### About this task:
Each line of the data below should be restated exactly, with images left out.

### Records supplied:
*** Begin section ***

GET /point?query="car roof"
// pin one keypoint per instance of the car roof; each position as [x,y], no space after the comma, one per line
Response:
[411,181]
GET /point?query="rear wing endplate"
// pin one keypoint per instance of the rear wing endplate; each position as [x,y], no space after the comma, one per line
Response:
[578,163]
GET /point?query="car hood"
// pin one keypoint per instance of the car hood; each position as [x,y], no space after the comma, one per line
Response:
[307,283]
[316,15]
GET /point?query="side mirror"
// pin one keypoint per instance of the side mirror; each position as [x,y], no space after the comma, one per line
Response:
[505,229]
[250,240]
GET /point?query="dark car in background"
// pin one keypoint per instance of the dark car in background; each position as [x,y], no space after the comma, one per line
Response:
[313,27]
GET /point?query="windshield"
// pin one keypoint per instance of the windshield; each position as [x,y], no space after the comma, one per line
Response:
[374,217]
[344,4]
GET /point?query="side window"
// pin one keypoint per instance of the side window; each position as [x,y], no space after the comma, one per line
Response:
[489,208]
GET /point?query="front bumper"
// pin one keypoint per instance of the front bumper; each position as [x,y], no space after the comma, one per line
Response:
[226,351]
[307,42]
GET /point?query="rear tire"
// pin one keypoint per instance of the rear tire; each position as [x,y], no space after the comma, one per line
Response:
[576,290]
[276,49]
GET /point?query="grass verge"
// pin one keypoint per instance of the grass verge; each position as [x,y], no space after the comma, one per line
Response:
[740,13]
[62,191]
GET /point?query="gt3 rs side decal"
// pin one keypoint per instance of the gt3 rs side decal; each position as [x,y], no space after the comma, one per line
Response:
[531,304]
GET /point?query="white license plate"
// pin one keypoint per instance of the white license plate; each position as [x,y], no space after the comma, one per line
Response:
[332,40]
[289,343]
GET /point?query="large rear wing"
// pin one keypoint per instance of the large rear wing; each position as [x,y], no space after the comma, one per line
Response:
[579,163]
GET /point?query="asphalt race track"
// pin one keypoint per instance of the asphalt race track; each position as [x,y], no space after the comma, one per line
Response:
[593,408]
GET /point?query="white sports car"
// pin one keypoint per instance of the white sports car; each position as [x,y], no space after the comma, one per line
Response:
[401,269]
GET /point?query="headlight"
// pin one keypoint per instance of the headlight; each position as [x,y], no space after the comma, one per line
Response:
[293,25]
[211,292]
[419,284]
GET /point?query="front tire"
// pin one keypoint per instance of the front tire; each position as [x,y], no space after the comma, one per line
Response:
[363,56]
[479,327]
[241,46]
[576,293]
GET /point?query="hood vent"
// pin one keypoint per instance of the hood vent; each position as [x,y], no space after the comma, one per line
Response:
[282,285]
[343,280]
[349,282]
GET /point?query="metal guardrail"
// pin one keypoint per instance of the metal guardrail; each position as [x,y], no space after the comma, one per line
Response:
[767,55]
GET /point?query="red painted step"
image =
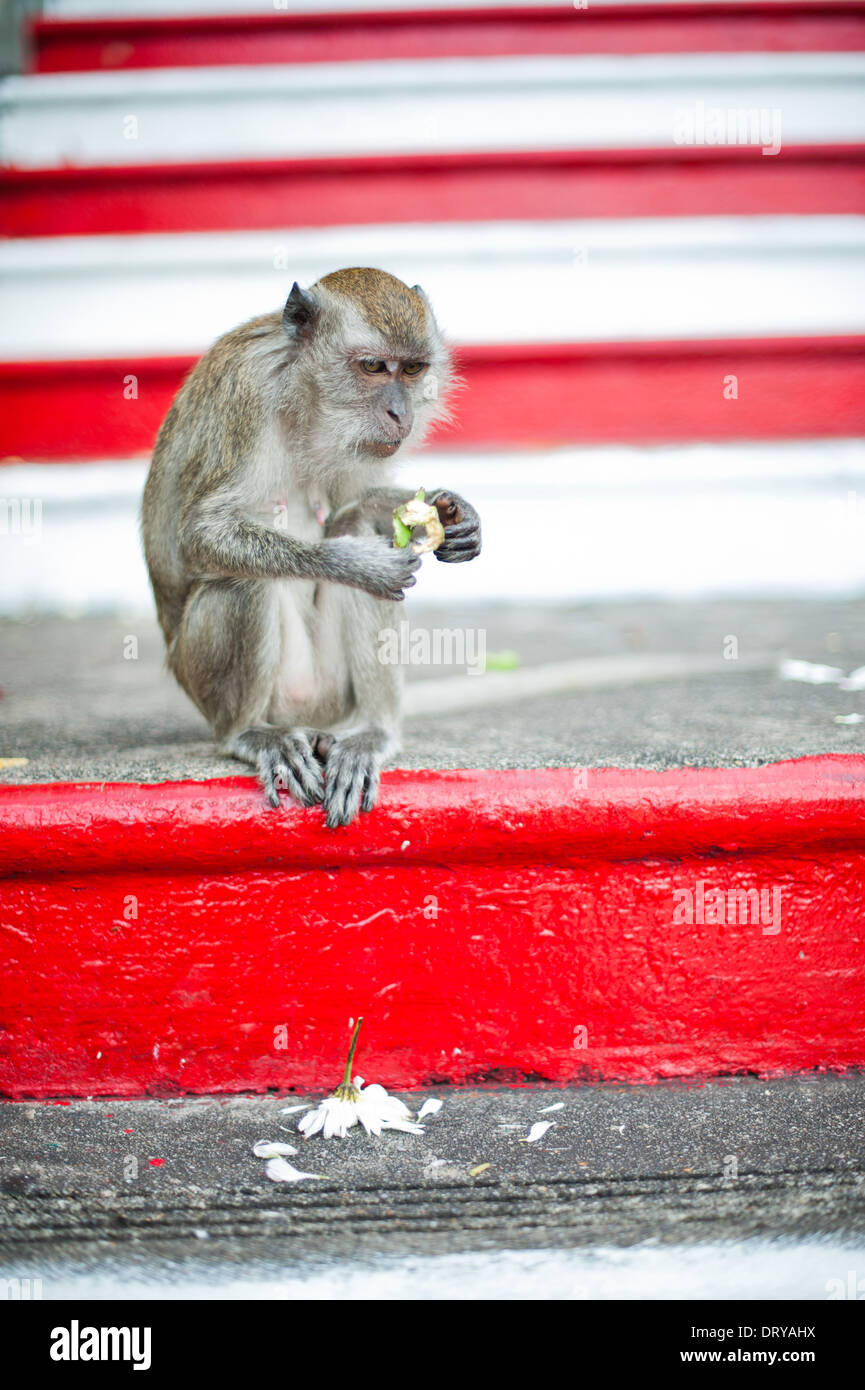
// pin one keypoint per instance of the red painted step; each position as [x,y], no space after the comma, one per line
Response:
[441,186]
[554,923]
[518,395]
[193,41]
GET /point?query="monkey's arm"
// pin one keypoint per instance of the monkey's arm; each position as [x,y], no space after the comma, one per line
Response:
[376,509]
[219,542]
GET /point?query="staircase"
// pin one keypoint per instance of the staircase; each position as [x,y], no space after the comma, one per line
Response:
[643,227]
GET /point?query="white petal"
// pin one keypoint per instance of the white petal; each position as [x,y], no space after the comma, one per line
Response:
[430,1107]
[408,1126]
[537,1132]
[312,1123]
[266,1150]
[811,672]
[370,1122]
[281,1172]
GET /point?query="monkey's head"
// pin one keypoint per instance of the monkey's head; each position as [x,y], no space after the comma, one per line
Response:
[373,357]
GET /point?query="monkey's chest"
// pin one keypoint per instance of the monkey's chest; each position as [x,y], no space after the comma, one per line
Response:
[306,680]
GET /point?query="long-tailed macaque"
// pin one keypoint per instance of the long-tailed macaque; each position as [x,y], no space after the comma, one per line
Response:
[267,526]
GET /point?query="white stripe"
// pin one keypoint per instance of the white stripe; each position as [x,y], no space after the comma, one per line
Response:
[573,524]
[640,278]
[353,109]
[149,9]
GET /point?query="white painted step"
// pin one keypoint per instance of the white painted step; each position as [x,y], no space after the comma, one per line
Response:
[355,109]
[604,280]
[771,519]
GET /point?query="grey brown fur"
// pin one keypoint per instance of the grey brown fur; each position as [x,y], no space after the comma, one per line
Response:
[267,530]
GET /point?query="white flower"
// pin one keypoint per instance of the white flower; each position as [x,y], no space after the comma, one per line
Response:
[355,1104]
[377,1111]
[281,1172]
[430,1107]
[334,1116]
[351,1104]
[537,1132]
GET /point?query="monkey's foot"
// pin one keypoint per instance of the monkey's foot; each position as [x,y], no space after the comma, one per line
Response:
[353,765]
[287,759]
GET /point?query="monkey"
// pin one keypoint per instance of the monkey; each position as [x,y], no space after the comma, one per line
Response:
[267,530]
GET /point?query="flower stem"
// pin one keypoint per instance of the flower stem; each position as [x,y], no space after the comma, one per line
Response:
[346,1079]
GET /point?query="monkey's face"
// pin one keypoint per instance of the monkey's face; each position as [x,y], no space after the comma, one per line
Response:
[373,359]
[387,388]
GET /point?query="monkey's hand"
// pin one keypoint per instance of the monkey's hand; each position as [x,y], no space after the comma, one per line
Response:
[351,777]
[462,527]
[373,565]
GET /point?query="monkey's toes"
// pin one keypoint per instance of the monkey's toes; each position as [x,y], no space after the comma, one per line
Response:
[289,763]
[351,786]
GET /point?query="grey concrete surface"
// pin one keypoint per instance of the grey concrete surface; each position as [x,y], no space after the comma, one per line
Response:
[78,710]
[669,1164]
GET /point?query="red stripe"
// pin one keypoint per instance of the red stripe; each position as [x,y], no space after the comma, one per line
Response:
[86,45]
[473,186]
[515,396]
[479,920]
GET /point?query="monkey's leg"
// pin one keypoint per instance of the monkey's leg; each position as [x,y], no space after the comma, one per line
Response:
[356,756]
[225,656]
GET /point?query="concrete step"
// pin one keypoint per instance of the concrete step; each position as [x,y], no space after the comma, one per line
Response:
[506,920]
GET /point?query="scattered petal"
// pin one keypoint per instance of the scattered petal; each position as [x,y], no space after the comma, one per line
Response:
[537,1132]
[810,672]
[281,1172]
[266,1150]
[430,1107]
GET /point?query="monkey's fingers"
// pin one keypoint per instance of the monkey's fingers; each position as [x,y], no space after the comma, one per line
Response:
[456,551]
[461,528]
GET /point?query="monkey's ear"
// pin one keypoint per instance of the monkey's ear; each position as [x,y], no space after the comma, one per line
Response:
[299,313]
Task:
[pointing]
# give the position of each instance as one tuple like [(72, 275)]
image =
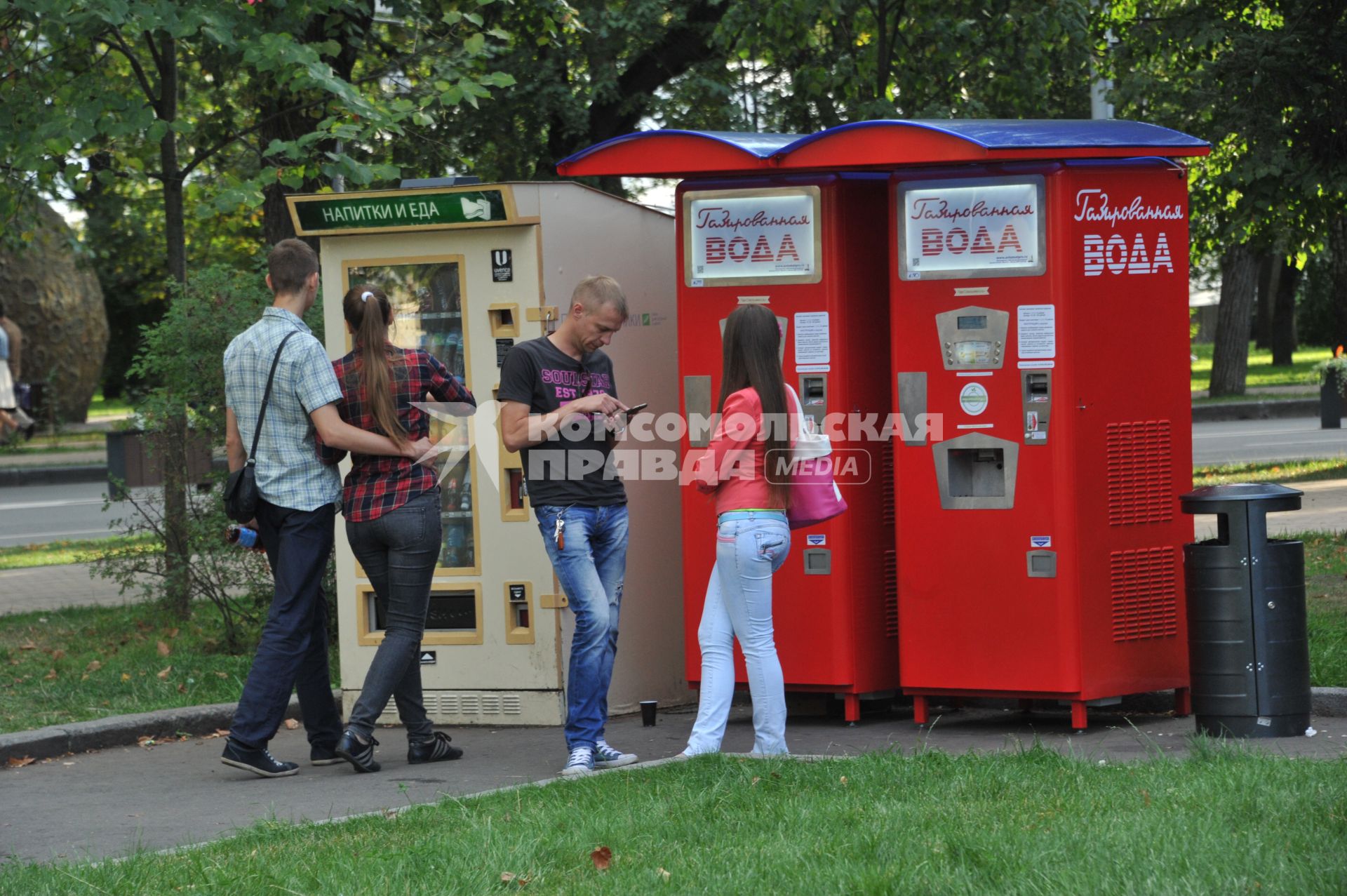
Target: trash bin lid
[(1209, 497)]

*** End section ***

### Written response:
GET /point?query="car roof"
// pin one keypoint per instance of the car roof; each position as [x,y], no space after the comma, one per line
Response:
[411,181]
GET /point?query="rear wing endplate"
// pin one keypoint per instance of the rear wing endplate; each position as [x,y], no space after the comma, one per line
Response:
[578,163]
GET /point?query="car hood"
// pin one keypoint per instance of the car hood; each position as [x,y], no space after the comma, one per line
Response:
[307,283]
[316,15]
GET /point?query="side mirror"
// pin one keypoint per instance of the side mirror; each position as [x,y], no space after the comma, one per line
Response:
[505,229]
[250,240]
GET /point?query="dark car in background"
// pin one keypoint per instance of the dark car in background; each position as [x,y], no space after the comma, one per line
Response:
[313,27]
GET /point?query="windshield"
// pin one keypoint per instance of the windshield; each position as [x,y], no space after the comma, one per line
Response:
[374,217]
[344,4]
GET /point?query="side window"
// pin one keypoint per instance of the side window; each position as [x,y], no space after the comma, one per line
Response:
[489,208]
GET /point?query="front bumper"
// pin one keypoint per instance of the front bumper; each position as [x,y], no space after the comma, one per line
Response:
[226,351]
[307,42]
GET /point?query="rear tire"
// pin one keypoint per instance of the rear tire; each position as [x,y], no space after the comma, one per line
Response:
[576,290]
[276,49]
GET /point?query="grass verge"
// pin one keypoint per instance of the grass verge; each position as [x,y], no space after the comma, one per line
Response:
[740,13]
[62,191]
GET /point?query="gt3 rs side decal"
// pin one keypoint per instance of the gt3 rs side decal; each position as [x,y], no space after the comma, one per line
Response:
[531,304]
GET /point?query="white license plate"
// pin one keypoint per instance of the white license plate; each position as [x,y], no space after the comma, one per line
Response:
[332,40]
[289,343]
GET /point?query="large rear wing"
// pin one keypoint per instance of the large rear wing; each position as [x,y], no space after the comma, one per line
Response:
[579,163]
GET /point?query="asphalt race track"
// pin one keypoint per instance of the asphalt race track; each position as [x,y], no space after the comma, one per line
Response:
[593,408]
GET /point?query="white sports car"
// pin one keypoint per instance of the white sports car; each position as [x,y], no space after the comma, one per line
Response:
[401,269]
GET /point?query="headlight"
// pin one keypoint per instance of the headlight; each position as [x,y], no space after the comma, one per line
Response:
[293,25]
[211,292]
[419,284]
GET /point?query="front tire"
// pin one keypoint per instance of the front tire; each position as [x,y], no space after the comma, one per line
Response:
[363,56]
[479,327]
[241,46]
[576,293]
GET /point?query="hood vent"
// pin one keypoint per instance of the hood vent; each position as [x,y], no space after the comma, one per line
Response:
[282,285]
[343,280]
[349,282]
GET /point?query="metal guardrail"
// pin one keypoint per instance of the metal guardrail; each position as [x,y], no space after the comma, one per line
Response:
[767,55]
GET /point?query="red painted step"
image =
// pin one keypoint per instance of the red painted step; each position as [x,y], no space after the comma, one per line
Response:
[441,186]
[554,923]
[518,395]
[193,41]
GET /point?query="monkey's arm"
// pin one keypoint per instance of the monkey's arm; each position as [x,y], no space after the comma, one per line
Response:
[376,509]
[219,542]
GET /point?query="staircase"
// pin one keypoint per instance of the staircase; each position as [x,y], no space after the comma, one per line
Response:
[643,227]
GET /point?query="white petal"
// pin one keypoint per instance of the white petal; each position as [x,y], no space after the comma, one per line
Response:
[430,1107]
[408,1126]
[537,1132]
[312,1123]
[266,1150]
[811,672]
[370,1122]
[281,1172]
GET /point?query="monkey's head"
// pin one keypoint per instance of the monkey's head; each position as [x,y], no space after the comma, one per line
Response:
[373,357]
GET /point?query="monkey's chest"
// pin one keypoint per instance of the monkey's chest; each position as [x,y], no space after the comma, one per line
Response:
[306,680]
GET /point?query="long-tailed macaque"
// pin one keypoint per instance of the long-tailed macaque; each position as [x,y], no space after the comma, one per line
Response:
[267,526]
GET /point?query="white stripe"
// pin one keypoint per instance of the white stripe; each position as [x,y], no space after the comma, one per line
Response:
[573,524]
[640,278]
[353,109]
[149,9]
GET /point?query="white painted step"
// pin one keypoint per instance of the white painted step; each position as [x,y], no space after the comma, one per line
Response:
[355,109]
[604,280]
[771,519]
GET /point?query="grey brown fur"
// pin one keypoint per instance of the grey brown fur; each position as [x,y], no space after the comma, one per line
Response:
[267,530]
GET /point?query="white flower"
// pin one keypoint per instance of the white flower; each position as [x,y], no space after the comma, one per line
Response:
[355,1104]
[377,1111]
[281,1172]
[430,1107]
[334,1116]
[351,1104]
[537,1132]
GET /point?query="monkey's foot"
// pin one keypoint per instance of the monkey's foot; each position as [x,y], no space after the comma, one per line
Response:
[353,765]
[287,759]
GET /point?query="monkey"
// pin one keypoint per instance of the monkey; each position as [x,y], no space after the comma, one per line
Response:
[267,530]
GET /point?query="flower stem"
// pin one keypoint per instance of the flower stem; each position as [x,y], no space after the comma, one per line
Response:
[346,1079]
GET /point?query="monkey's face"
// pin one keypoint per instance of the monkey's face; each position as [x,y], no space after the comma, one per line
Response:
[373,359]
[387,388]
GET /point?query="monkey's hand"
// pin one keypoint per instance of the monkey's hand; each position as [x,y], no space after the comma, one per line
Response:
[351,777]
[462,527]
[373,565]
GET /point?query="monkey's toes"
// pin one keypoint per instance of the monkey's toes; each position as [x,y], no space after the comma, one per line
Response:
[289,763]
[351,786]
GET /point?query="grey concrete surface"
// pin one keypoint per instance of the grey concrete surface; each position as [x,y], no space after the comma, one per line
Response:
[78,710]
[669,1164]
GET /point?query="red stripe"
// pin one keypoint per instance of the red stripe; each position as [x,y], no space after the comma, one per line
Response:
[86,45]
[473,186]
[515,396]
[479,920]
GET /point?query="monkey's leg"
// pin one keypoint per instance of the monkey's leg; each position as [x,y], no space after the comma, one per line
Response:
[356,756]
[225,656]
GET /point?query="concrete step"
// pin one keypoint per instance of the concrete step; each position as [x,y], no space after the comma, one per line
Response:
[506,920]
GET /point?query="scattered petal"
// pin one keypoint per instance of the scattered petal; each position as [x,y], no space after the comma, one per line
Response:
[537,1132]
[810,672]
[281,1172]
[266,1150]
[430,1107]
GET /point?query="monkey's fingers"
// pin one keypoint per instance of the monkey's fingers; each position as [x,y], no space after the comma, one per line
Response:
[456,551]
[461,528]
GET /point?query="monkey's ear"
// pin one keypoint per instance of the monkey's ear; each position as [x,y], no space after the comma, one per line
Response:
[299,313]
Task:
[pointing]
# give the position of each instance as one tuple like [(72, 275)]
image =
Target: trash bin lid
[(1209, 497)]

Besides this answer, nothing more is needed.